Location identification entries
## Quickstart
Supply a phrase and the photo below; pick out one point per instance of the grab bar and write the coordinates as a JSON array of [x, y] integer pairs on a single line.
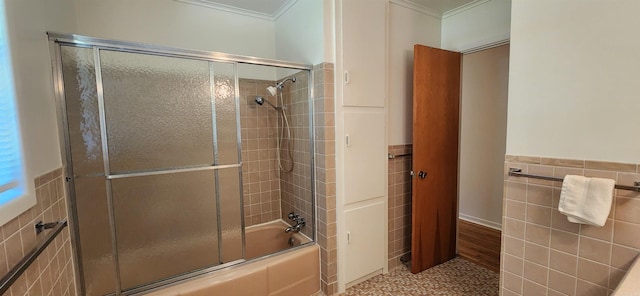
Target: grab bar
[[22, 266], [516, 172]]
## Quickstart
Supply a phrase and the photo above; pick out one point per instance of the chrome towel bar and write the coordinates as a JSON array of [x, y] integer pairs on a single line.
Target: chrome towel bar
[[22, 266], [392, 156], [516, 172]]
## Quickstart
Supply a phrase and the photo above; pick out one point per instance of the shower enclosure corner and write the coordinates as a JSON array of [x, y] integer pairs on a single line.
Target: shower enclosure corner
[[170, 159]]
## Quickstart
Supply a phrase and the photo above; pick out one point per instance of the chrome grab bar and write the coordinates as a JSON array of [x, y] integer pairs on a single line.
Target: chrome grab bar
[[516, 172], [22, 266]]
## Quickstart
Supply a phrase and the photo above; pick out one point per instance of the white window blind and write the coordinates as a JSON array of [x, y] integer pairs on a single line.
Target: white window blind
[[11, 186]]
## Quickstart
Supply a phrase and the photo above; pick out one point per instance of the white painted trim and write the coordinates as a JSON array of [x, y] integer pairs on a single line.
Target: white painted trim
[[486, 46], [417, 7], [241, 11], [284, 8], [463, 8], [483, 222]]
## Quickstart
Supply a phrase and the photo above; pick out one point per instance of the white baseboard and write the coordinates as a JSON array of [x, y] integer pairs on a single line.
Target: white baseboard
[[483, 222]]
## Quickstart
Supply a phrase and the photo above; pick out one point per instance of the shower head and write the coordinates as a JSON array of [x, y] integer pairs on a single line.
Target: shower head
[[273, 90], [281, 83], [261, 100]]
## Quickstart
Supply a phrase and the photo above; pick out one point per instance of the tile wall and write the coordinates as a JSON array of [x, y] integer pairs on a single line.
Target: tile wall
[[543, 253], [260, 179], [399, 204], [324, 117], [52, 273], [296, 184]]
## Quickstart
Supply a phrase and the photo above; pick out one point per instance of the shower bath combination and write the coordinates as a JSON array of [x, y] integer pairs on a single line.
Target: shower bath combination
[[283, 124], [148, 213]]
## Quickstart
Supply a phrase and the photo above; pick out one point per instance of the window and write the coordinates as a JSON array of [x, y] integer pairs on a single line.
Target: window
[[12, 187]]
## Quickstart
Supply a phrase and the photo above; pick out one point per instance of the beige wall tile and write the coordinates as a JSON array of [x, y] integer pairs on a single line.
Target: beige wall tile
[[540, 195], [514, 228], [610, 166], [512, 264], [622, 257], [593, 272], [627, 234], [562, 282], [627, 209], [538, 215], [563, 262], [513, 246], [538, 234], [598, 256], [540, 170], [615, 276], [536, 253], [535, 273], [37, 280], [560, 222], [531, 288], [515, 210], [512, 282], [596, 250], [558, 162], [589, 289], [516, 191]]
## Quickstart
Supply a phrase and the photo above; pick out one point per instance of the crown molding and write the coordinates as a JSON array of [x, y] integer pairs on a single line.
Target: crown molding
[[242, 11], [463, 8], [417, 7], [284, 8]]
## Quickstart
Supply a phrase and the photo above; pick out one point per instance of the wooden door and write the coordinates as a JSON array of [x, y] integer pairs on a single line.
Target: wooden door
[[436, 100]]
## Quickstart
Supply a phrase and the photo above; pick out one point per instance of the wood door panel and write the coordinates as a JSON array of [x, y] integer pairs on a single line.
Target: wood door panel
[[436, 105]]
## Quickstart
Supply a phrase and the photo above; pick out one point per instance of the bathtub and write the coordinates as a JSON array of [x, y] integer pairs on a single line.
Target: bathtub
[[295, 272], [268, 238]]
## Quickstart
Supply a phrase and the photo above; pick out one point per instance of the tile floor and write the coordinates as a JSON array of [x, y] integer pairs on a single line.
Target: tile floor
[[455, 277]]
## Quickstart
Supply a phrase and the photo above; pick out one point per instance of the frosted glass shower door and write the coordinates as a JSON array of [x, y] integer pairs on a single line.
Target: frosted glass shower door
[[161, 133]]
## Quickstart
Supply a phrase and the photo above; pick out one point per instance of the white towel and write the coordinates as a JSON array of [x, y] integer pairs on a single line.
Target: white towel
[[586, 200]]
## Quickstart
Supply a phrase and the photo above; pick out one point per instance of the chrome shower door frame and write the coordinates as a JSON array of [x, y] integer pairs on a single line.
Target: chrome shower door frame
[[56, 40]]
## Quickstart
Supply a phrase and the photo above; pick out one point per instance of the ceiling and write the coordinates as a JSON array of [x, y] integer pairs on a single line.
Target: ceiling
[[272, 9], [441, 6]]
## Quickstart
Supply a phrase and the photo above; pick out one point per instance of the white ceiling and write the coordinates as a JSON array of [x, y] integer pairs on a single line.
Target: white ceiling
[[272, 9], [441, 6]]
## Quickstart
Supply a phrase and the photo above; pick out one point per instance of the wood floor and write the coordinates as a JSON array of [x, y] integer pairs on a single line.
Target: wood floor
[[479, 244]]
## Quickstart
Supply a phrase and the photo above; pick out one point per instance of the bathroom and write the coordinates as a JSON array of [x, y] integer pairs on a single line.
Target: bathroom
[[568, 77]]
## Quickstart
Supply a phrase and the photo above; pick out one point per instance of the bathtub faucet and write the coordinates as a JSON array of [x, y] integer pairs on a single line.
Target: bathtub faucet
[[299, 223]]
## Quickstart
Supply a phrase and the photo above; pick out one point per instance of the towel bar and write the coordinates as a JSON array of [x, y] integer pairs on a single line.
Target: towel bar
[[21, 267], [392, 156], [516, 172]]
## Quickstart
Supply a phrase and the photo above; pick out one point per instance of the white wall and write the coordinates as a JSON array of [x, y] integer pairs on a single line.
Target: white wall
[[483, 131], [176, 24], [484, 23], [27, 23], [407, 27], [299, 33], [573, 84]]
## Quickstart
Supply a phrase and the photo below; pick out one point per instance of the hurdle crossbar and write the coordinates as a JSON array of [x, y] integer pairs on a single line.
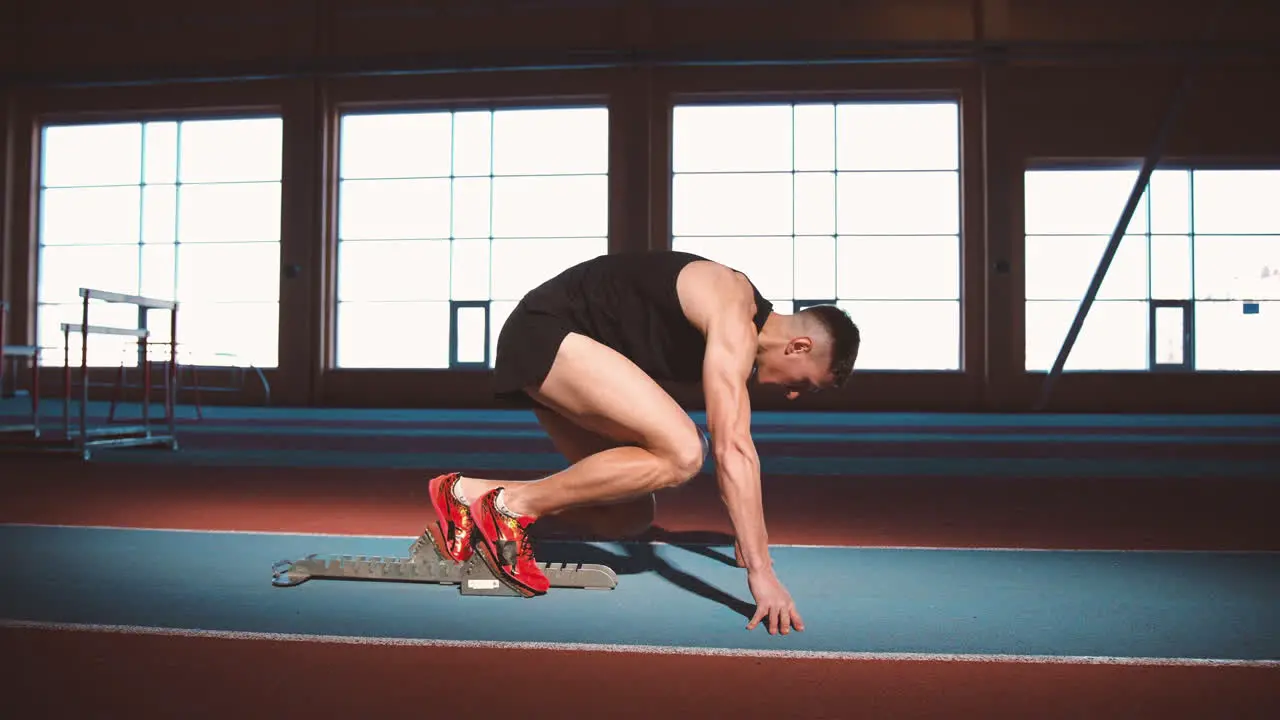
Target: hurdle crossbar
[[1141, 183], [85, 438], [17, 352]]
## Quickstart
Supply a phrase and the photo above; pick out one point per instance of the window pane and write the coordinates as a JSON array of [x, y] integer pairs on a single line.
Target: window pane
[[932, 343], [160, 144], [814, 137], [472, 146], [768, 261], [1170, 267], [816, 204], [1169, 336], [1080, 201], [159, 213], [1238, 268], [1061, 268], [234, 272], [1114, 336], [63, 270], [551, 206], [91, 215], [816, 267], [383, 270], [471, 208], [104, 351], [731, 204], [899, 268], [471, 346], [1170, 203], [393, 335], [470, 260], [498, 313], [725, 139], [97, 154], [1237, 201], [396, 145], [229, 333], [551, 141], [1226, 338], [899, 136], [522, 264], [899, 203], [238, 150], [229, 213], [394, 209], [160, 272]]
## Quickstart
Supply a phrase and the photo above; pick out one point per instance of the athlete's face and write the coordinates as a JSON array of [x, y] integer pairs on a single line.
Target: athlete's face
[[800, 367]]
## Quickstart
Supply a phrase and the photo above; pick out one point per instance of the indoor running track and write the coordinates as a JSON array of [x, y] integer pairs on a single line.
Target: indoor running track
[[1214, 607]]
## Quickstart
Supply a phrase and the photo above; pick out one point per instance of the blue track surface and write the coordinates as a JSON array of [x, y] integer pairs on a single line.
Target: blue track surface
[[1166, 605]]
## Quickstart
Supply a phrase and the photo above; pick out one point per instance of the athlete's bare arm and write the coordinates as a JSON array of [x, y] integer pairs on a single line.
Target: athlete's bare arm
[[722, 304]]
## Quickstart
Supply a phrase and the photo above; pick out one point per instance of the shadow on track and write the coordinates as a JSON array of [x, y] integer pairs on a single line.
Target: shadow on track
[[640, 555]]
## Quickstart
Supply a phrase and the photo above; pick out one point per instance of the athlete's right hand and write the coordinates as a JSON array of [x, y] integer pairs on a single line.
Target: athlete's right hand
[[772, 601]]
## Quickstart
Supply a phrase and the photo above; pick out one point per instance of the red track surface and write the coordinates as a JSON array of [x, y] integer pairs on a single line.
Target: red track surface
[[55, 674]]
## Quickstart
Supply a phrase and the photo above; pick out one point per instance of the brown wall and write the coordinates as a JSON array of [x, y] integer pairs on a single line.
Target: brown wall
[[1059, 78]]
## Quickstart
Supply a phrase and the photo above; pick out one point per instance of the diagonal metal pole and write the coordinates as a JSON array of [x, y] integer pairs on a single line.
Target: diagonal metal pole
[[1139, 186]]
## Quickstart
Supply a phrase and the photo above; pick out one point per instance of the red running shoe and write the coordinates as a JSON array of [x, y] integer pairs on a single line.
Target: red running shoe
[[453, 519], [503, 545]]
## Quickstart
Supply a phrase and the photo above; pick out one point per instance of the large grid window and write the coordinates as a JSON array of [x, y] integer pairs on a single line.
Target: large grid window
[[187, 210], [854, 203], [448, 218], [1206, 241]]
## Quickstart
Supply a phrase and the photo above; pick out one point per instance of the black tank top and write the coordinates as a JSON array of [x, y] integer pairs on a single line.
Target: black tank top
[[629, 301]]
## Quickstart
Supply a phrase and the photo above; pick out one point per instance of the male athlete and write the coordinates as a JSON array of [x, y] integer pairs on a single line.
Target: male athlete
[[586, 347]]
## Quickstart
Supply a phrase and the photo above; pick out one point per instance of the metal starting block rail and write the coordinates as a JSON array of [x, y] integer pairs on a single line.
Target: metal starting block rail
[[426, 565]]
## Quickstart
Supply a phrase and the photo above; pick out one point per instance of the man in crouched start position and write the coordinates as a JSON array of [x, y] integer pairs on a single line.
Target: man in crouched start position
[[584, 350]]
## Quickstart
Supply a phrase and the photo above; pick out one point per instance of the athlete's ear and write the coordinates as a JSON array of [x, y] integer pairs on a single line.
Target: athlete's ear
[[800, 345]]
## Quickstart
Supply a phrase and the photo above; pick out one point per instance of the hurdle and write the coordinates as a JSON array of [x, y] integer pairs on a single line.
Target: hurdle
[[83, 438], [426, 565], [16, 352]]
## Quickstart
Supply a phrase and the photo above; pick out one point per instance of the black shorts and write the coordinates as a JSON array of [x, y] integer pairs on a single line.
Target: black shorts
[[526, 350]]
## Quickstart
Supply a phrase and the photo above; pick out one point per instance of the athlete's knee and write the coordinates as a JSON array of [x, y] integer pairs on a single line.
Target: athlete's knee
[[686, 456]]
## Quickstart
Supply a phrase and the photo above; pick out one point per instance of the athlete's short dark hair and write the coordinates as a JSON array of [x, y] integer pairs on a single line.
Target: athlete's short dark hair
[[845, 338]]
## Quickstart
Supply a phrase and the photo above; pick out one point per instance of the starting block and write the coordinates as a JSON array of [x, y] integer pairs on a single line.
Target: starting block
[[426, 565]]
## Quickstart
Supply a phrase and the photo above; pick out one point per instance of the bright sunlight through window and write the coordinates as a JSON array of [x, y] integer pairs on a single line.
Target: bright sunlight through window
[[187, 210], [854, 203], [1203, 240], [448, 218]]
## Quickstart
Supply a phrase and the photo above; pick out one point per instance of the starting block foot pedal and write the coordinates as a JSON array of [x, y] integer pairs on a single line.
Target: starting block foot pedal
[[426, 565]]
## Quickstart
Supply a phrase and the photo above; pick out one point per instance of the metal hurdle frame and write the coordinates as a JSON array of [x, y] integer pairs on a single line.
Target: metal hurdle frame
[[16, 351], [83, 438]]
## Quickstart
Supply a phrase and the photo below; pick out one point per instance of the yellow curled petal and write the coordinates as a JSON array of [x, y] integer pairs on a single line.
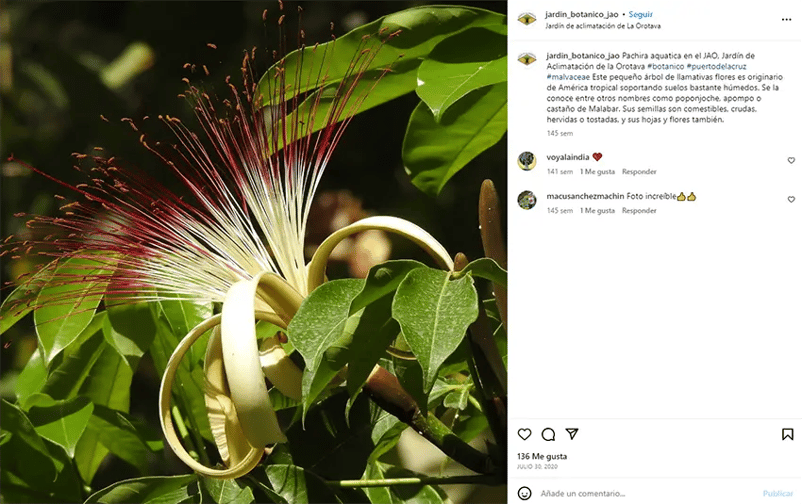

Exercise = Please repeat the lines from the beginning through the line containing "[[22, 266], [516, 172]]", including both ends. Leave the pictures out of your answer.

Solution for this task =
## Quickstart
Supply a phrase and the photo below; pick out one point per instance of the grab bar and write the coordinates as a JSON array of [x, y] integer pairs on a single line.
Target: grab bar
[[22, 266], [516, 172]]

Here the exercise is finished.